#### TASK TO COMPLETE:
Print verbatim the lines from the beginning of the entries through the line containing "Point to the boy holding", both ends included. Pictures should be left out.

ENTRIES SUPPLIED section start

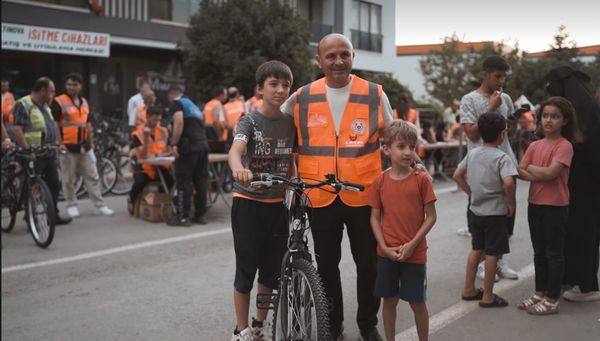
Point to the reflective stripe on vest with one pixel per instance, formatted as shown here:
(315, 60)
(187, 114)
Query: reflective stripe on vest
(36, 128)
(8, 106)
(73, 120)
(353, 155)
(157, 145)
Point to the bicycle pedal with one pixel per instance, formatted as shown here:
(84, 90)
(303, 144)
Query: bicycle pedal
(266, 301)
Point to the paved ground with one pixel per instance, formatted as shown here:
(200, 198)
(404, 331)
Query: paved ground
(117, 278)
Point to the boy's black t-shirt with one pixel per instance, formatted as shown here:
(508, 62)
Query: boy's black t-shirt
(193, 136)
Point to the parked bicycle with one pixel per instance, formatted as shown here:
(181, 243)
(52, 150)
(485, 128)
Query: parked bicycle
(24, 189)
(300, 309)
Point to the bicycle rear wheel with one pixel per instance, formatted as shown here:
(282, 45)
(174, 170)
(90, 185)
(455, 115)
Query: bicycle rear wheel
(302, 311)
(41, 213)
(107, 171)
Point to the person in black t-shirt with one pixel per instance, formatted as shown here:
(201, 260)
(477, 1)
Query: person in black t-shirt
(190, 148)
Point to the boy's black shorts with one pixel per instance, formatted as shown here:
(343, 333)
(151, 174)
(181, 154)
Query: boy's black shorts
(489, 233)
(260, 233)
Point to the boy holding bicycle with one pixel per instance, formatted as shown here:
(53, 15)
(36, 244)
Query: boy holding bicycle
(263, 144)
(402, 213)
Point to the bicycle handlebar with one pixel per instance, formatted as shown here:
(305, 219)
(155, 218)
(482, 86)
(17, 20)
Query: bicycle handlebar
(268, 180)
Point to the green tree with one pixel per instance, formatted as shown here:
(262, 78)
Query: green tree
(228, 40)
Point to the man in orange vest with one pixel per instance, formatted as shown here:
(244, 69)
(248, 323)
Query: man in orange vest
(215, 120)
(338, 120)
(148, 140)
(71, 111)
(234, 109)
(8, 106)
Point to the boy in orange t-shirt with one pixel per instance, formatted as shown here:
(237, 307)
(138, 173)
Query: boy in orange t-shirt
(402, 213)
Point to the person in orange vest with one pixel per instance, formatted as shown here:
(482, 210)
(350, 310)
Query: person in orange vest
(149, 99)
(234, 109)
(8, 106)
(338, 120)
(148, 140)
(254, 103)
(214, 116)
(72, 112)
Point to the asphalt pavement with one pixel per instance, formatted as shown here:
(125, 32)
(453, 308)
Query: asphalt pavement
(120, 278)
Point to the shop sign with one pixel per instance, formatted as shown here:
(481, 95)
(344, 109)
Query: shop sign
(54, 40)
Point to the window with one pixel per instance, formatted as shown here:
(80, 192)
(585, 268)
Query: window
(366, 26)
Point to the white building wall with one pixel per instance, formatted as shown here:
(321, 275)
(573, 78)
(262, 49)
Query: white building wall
(386, 61)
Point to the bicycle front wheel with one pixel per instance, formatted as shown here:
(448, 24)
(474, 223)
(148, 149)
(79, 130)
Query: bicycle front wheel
(302, 310)
(41, 213)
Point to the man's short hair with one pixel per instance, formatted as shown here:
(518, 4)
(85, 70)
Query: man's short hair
(399, 130)
(495, 63)
(175, 89)
(154, 110)
(273, 68)
(491, 125)
(73, 76)
(41, 83)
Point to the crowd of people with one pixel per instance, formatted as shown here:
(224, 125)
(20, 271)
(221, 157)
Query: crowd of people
(342, 124)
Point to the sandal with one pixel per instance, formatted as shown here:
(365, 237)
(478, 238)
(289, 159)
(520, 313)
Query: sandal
(544, 307)
(529, 302)
(497, 302)
(476, 297)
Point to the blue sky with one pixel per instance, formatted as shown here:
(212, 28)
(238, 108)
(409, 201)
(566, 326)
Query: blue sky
(532, 23)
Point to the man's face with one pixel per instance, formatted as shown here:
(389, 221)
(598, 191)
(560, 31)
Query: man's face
(72, 87)
(46, 95)
(335, 59)
(494, 80)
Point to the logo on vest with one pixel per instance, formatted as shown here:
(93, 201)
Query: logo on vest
(359, 126)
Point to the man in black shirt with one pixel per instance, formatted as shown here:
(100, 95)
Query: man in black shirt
(190, 148)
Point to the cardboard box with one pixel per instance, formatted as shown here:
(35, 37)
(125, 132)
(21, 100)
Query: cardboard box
(155, 207)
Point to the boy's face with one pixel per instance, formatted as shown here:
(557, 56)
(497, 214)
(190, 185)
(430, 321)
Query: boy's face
(494, 80)
(400, 152)
(275, 91)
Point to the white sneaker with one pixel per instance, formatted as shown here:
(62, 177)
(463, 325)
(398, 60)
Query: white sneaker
(575, 295)
(262, 333)
(463, 232)
(104, 210)
(73, 211)
(244, 335)
(481, 272)
(505, 271)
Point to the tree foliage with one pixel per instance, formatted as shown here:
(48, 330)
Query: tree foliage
(228, 40)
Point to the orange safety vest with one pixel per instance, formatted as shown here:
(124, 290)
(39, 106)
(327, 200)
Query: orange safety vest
(158, 144)
(233, 111)
(354, 154)
(8, 106)
(73, 120)
(140, 114)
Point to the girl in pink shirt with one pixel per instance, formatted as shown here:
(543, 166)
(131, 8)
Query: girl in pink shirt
(546, 164)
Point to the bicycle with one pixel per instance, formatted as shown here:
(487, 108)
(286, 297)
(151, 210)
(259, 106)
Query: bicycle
(23, 188)
(300, 308)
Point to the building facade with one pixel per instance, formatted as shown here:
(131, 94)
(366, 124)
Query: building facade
(141, 39)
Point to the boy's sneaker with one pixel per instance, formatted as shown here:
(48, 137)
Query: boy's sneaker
(481, 272)
(176, 222)
(104, 210)
(244, 335)
(575, 295)
(505, 271)
(463, 232)
(261, 330)
(73, 211)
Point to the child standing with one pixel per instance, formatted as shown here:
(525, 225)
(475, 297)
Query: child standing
(486, 175)
(263, 144)
(402, 213)
(546, 164)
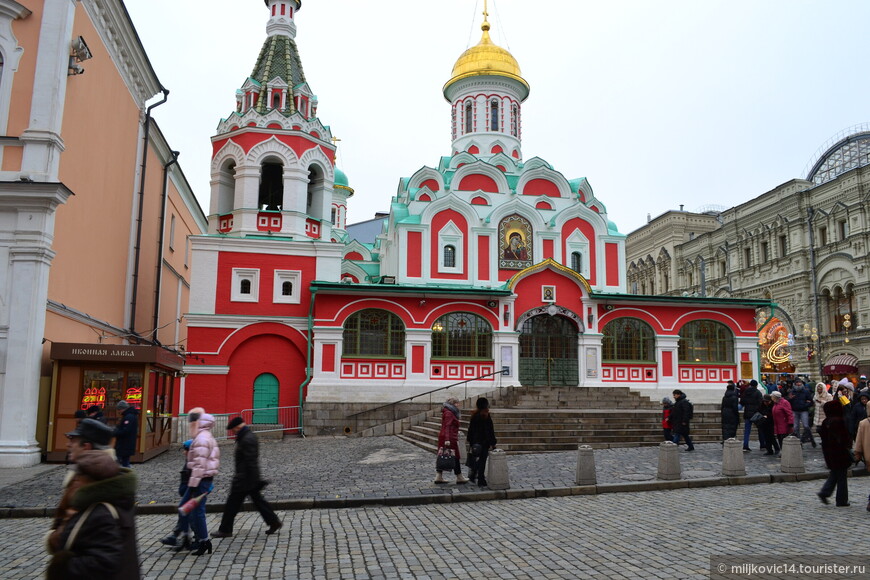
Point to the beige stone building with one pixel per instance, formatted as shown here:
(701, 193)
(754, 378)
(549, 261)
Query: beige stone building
(802, 245)
(95, 216)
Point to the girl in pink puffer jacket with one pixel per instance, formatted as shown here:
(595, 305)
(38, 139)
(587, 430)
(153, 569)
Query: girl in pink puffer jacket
(203, 460)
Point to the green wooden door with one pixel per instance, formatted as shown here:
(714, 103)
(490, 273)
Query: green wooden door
(548, 352)
(265, 396)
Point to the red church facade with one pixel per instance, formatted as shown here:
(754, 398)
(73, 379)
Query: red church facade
(489, 268)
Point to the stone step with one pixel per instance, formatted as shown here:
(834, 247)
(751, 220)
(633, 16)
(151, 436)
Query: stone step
(552, 419)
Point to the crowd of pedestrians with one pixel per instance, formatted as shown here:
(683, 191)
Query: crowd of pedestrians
(836, 411)
(94, 523)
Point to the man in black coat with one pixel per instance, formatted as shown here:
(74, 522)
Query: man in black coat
(126, 432)
(246, 481)
(751, 401)
(681, 415)
(730, 414)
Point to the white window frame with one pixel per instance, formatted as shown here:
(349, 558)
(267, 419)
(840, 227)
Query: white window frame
(577, 242)
(240, 274)
(450, 235)
(292, 276)
(12, 52)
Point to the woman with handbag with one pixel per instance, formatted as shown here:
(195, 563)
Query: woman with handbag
(783, 418)
(448, 442)
(836, 444)
(481, 438)
(98, 535)
(821, 397)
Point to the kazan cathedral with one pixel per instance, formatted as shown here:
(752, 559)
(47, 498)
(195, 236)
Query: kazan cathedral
(491, 269)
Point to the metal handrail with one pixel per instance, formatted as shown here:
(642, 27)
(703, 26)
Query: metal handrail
(355, 416)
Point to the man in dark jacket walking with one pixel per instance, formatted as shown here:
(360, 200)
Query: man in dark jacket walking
(126, 432)
(94, 528)
(751, 401)
(246, 481)
(681, 415)
(730, 415)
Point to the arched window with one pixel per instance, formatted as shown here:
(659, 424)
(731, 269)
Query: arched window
(449, 256)
(271, 186)
(468, 118)
(461, 335)
(315, 193)
(628, 339)
(706, 341)
(373, 332)
(577, 261)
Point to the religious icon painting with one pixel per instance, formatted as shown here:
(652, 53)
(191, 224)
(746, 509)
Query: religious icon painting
(548, 293)
(514, 243)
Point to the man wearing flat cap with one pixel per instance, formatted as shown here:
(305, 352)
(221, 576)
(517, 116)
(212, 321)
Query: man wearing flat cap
(94, 528)
(246, 481)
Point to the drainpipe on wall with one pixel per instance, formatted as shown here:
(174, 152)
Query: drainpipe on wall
(811, 214)
(160, 236)
(141, 195)
(309, 371)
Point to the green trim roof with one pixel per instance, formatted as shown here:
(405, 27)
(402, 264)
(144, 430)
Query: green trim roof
(406, 289)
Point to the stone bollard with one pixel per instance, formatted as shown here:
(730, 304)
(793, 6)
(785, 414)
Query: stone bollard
(792, 456)
(585, 474)
(496, 470)
(669, 461)
(732, 458)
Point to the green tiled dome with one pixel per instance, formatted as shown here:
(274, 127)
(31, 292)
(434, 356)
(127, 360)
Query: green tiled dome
(341, 178)
(279, 57)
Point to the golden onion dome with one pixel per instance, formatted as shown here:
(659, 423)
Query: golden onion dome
(486, 59)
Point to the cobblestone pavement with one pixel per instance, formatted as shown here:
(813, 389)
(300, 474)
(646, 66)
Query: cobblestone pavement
(658, 534)
(327, 467)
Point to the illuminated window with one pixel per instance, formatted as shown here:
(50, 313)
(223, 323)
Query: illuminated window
(449, 257)
(628, 339)
(577, 262)
(461, 335)
(373, 332)
(706, 341)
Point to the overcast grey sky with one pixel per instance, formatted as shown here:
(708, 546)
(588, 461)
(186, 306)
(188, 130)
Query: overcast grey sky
(657, 103)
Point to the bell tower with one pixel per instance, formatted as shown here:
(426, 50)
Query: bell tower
(273, 167)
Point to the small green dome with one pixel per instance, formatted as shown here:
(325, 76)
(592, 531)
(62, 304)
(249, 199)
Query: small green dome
(341, 178)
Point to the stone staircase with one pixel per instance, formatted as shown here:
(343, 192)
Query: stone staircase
(544, 419)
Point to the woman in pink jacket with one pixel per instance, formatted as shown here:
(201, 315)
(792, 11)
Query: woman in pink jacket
(448, 438)
(203, 460)
(783, 417)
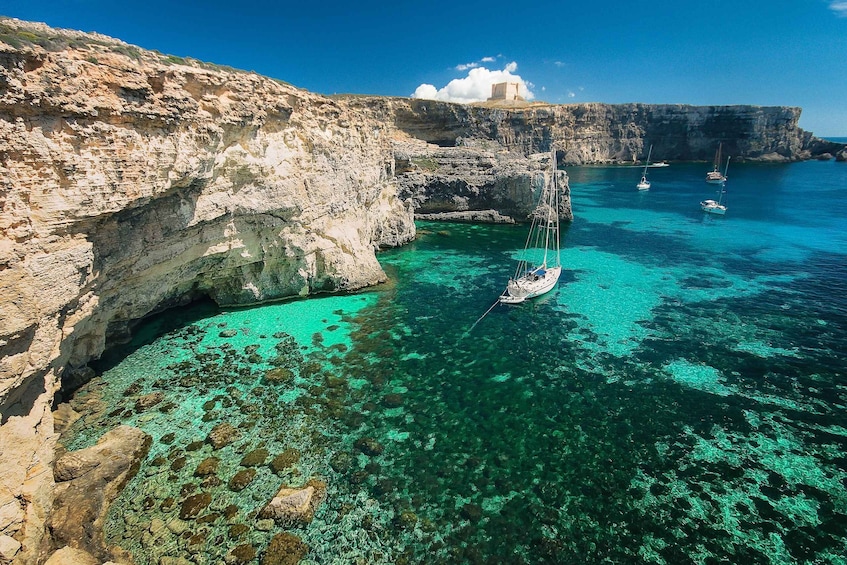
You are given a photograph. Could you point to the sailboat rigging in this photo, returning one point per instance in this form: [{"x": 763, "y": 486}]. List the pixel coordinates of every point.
[
  {"x": 644, "y": 184},
  {"x": 717, "y": 206},
  {"x": 533, "y": 279},
  {"x": 715, "y": 176}
]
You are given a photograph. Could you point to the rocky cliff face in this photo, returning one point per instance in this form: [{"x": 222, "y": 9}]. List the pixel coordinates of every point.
[{"x": 130, "y": 182}]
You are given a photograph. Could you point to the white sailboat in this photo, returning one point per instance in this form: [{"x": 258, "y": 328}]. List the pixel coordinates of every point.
[
  {"x": 644, "y": 184},
  {"x": 715, "y": 176},
  {"x": 717, "y": 206},
  {"x": 534, "y": 278}
]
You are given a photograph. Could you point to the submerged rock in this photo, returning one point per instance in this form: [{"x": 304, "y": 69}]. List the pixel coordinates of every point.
[
  {"x": 149, "y": 400},
  {"x": 293, "y": 506},
  {"x": 255, "y": 457},
  {"x": 208, "y": 466},
  {"x": 93, "y": 478},
  {"x": 285, "y": 460},
  {"x": 369, "y": 446},
  {"x": 194, "y": 505},
  {"x": 223, "y": 435},
  {"x": 241, "y": 479}
]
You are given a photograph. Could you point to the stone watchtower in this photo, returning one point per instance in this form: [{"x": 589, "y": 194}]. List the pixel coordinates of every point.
[{"x": 505, "y": 91}]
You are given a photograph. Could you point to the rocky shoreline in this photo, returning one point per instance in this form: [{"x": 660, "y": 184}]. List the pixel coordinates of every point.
[{"x": 133, "y": 182}]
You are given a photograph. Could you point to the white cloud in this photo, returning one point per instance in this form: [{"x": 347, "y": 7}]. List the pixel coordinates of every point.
[
  {"x": 839, "y": 7},
  {"x": 475, "y": 87}
]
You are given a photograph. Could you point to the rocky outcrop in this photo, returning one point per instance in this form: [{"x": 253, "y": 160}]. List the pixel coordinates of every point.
[
  {"x": 614, "y": 133},
  {"x": 131, "y": 182},
  {"x": 473, "y": 183}
]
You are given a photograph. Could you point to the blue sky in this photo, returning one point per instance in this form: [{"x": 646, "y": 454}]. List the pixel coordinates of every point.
[{"x": 768, "y": 53}]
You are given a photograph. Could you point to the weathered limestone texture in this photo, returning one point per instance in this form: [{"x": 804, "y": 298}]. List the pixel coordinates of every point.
[
  {"x": 87, "y": 481},
  {"x": 614, "y": 133},
  {"x": 130, "y": 182}
]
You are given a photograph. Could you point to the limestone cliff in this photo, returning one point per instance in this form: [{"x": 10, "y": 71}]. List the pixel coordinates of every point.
[
  {"x": 131, "y": 181},
  {"x": 615, "y": 133}
]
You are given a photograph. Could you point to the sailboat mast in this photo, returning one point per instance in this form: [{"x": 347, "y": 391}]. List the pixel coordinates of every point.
[
  {"x": 556, "y": 209},
  {"x": 647, "y": 163},
  {"x": 550, "y": 186}
]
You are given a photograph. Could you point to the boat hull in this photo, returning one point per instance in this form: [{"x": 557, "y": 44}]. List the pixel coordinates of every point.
[
  {"x": 712, "y": 207},
  {"x": 530, "y": 286}
]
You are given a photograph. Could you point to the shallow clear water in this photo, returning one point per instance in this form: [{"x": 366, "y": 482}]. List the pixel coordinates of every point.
[{"x": 679, "y": 398}]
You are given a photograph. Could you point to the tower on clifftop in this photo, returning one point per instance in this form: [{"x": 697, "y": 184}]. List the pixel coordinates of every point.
[{"x": 505, "y": 91}]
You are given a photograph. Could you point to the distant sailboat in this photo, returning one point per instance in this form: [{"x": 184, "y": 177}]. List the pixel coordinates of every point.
[
  {"x": 644, "y": 184},
  {"x": 539, "y": 277},
  {"x": 717, "y": 206},
  {"x": 715, "y": 176}
]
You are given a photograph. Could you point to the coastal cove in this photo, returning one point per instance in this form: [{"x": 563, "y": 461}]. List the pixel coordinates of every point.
[
  {"x": 680, "y": 397},
  {"x": 305, "y": 381}
]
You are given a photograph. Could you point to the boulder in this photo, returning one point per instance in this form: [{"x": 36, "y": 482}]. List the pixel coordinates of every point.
[{"x": 295, "y": 506}]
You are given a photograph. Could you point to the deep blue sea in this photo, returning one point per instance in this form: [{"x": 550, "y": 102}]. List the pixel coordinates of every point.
[{"x": 680, "y": 397}]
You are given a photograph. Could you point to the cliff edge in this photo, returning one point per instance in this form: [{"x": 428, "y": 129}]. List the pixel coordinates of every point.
[{"x": 131, "y": 182}]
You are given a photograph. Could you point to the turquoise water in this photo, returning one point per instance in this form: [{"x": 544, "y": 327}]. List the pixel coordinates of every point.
[{"x": 679, "y": 398}]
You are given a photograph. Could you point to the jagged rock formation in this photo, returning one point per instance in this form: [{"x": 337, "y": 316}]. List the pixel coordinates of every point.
[
  {"x": 131, "y": 181},
  {"x": 473, "y": 182},
  {"x": 87, "y": 482},
  {"x": 615, "y": 133}
]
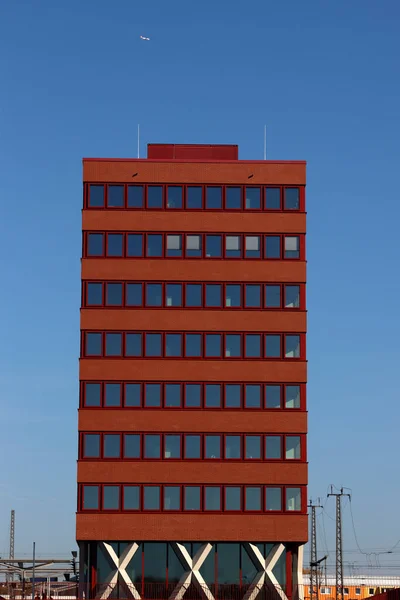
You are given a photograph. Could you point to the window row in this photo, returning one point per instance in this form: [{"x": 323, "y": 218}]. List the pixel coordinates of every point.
[
  {"x": 194, "y": 197},
  {"x": 191, "y": 446},
  {"x": 113, "y": 344},
  {"x": 193, "y": 295},
  {"x": 192, "y": 245},
  {"x": 194, "y": 498},
  {"x": 177, "y": 395}
]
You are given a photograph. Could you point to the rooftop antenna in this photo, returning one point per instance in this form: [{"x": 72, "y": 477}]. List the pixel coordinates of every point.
[{"x": 265, "y": 142}]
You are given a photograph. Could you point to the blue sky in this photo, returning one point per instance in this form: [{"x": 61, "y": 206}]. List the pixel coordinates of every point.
[{"x": 75, "y": 81}]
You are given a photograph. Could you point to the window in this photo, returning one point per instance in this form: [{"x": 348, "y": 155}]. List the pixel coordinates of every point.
[
  {"x": 253, "y": 198},
  {"x": 292, "y": 198},
  {"x": 173, "y": 294},
  {"x": 273, "y": 346},
  {"x": 95, "y": 244},
  {"x": 92, "y": 394},
  {"x": 134, "y": 292},
  {"x": 152, "y": 446},
  {"x": 133, "y": 344},
  {"x": 172, "y": 446},
  {"x": 132, "y": 445},
  {"x": 193, "y": 344},
  {"x": 233, "y": 246},
  {"x": 114, "y": 294},
  {"x": 115, "y": 196},
  {"x": 111, "y": 497},
  {"x": 153, "y": 395},
  {"x": 153, "y": 294},
  {"x": 193, "y": 246},
  {"x": 91, "y": 445},
  {"x": 192, "y": 446},
  {"x": 174, "y": 245},
  {"x": 172, "y": 395},
  {"x": 293, "y": 499},
  {"x": 94, "y": 294},
  {"x": 252, "y": 498},
  {"x": 272, "y": 198},
  {"x": 193, "y": 295},
  {"x": 212, "y": 498},
  {"x": 93, "y": 344},
  {"x": 131, "y": 497},
  {"x": 192, "y": 498},
  {"x": 273, "y": 498},
  {"x": 153, "y": 344},
  {"x": 154, "y": 245},
  {"x": 293, "y": 447},
  {"x": 133, "y": 394},
  {"x": 233, "y": 295},
  {"x": 233, "y": 498},
  {"x": 213, "y": 345},
  {"x": 272, "y": 246},
  {"x": 212, "y": 395},
  {"x": 272, "y": 396},
  {"x": 112, "y": 394},
  {"x": 252, "y": 345},
  {"x": 135, "y": 244},
  {"x": 292, "y": 296},
  {"x": 112, "y": 444},
  {"x": 151, "y": 497},
  {"x": 135, "y": 196},
  {"x": 252, "y": 296},
  {"x": 292, "y": 247},
  {"x": 154, "y": 196},
  {"x": 91, "y": 497},
  {"x": 252, "y": 396},
  {"x": 174, "y": 196},
  {"x": 233, "y": 200},
  {"x": 173, "y": 344},
  {"x": 212, "y": 446},
  {"x": 273, "y": 296},
  {"x": 213, "y": 246},
  {"x": 292, "y": 346},
  {"x": 233, "y": 447},
  {"x": 194, "y": 197},
  {"x": 273, "y": 447},
  {"x": 252, "y": 246},
  {"x": 113, "y": 344},
  {"x": 252, "y": 447},
  {"x": 172, "y": 497},
  {"x": 232, "y": 396},
  {"x": 292, "y": 396},
  {"x": 213, "y": 295},
  {"x": 115, "y": 244},
  {"x": 213, "y": 197},
  {"x": 96, "y": 196},
  {"x": 233, "y": 345}
]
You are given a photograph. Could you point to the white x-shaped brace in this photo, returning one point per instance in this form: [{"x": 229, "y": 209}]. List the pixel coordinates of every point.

ENTRIES SUPPLIED section end

#### ANSWER SPACE:
Point to the reflective stripe on vest with one pixel per instance, formatted as shown here:
(315, 60)
(187, 114)
Query: reflective stripe on vest
(36, 128)
(8, 106)
(73, 120)
(353, 155)
(157, 145)
Point to the bicycle pedal with one pixel per instance, formatted as shown here:
(84, 90)
(303, 144)
Query: bicycle pedal
(266, 301)
Point to the paved ground with one pixel per instance, formatted as shown here:
(200, 198)
(404, 331)
Query: paved ground
(117, 278)
Point to the boy's black t-shirt with one pixel per instance, formatted as shown here:
(508, 62)
Query: boy's black t-shirt
(193, 136)
Point to the parked bicycle with one pixel per instance, formatted as shown here:
(181, 243)
(52, 150)
(485, 128)
Query: parked bicycle
(24, 189)
(300, 309)
Point to the bicycle rear wheel with one pixel per instance, formatted as shown here:
(282, 45)
(174, 170)
(90, 185)
(455, 115)
Query: bicycle rear wheel
(302, 311)
(41, 213)
(107, 171)
Point to the person in black t-shirt with one pixel per instance, formatted as shown here:
(201, 260)
(477, 1)
Query: person in black t-shirt
(190, 148)
Point to the boy's black shorts with one pixel per instance, formatted as shown here:
(343, 333)
(151, 174)
(181, 154)
Query: boy's black shorts
(489, 233)
(260, 233)
Point to the boy holding bicycle with one pixel per instance, formatted as shown here:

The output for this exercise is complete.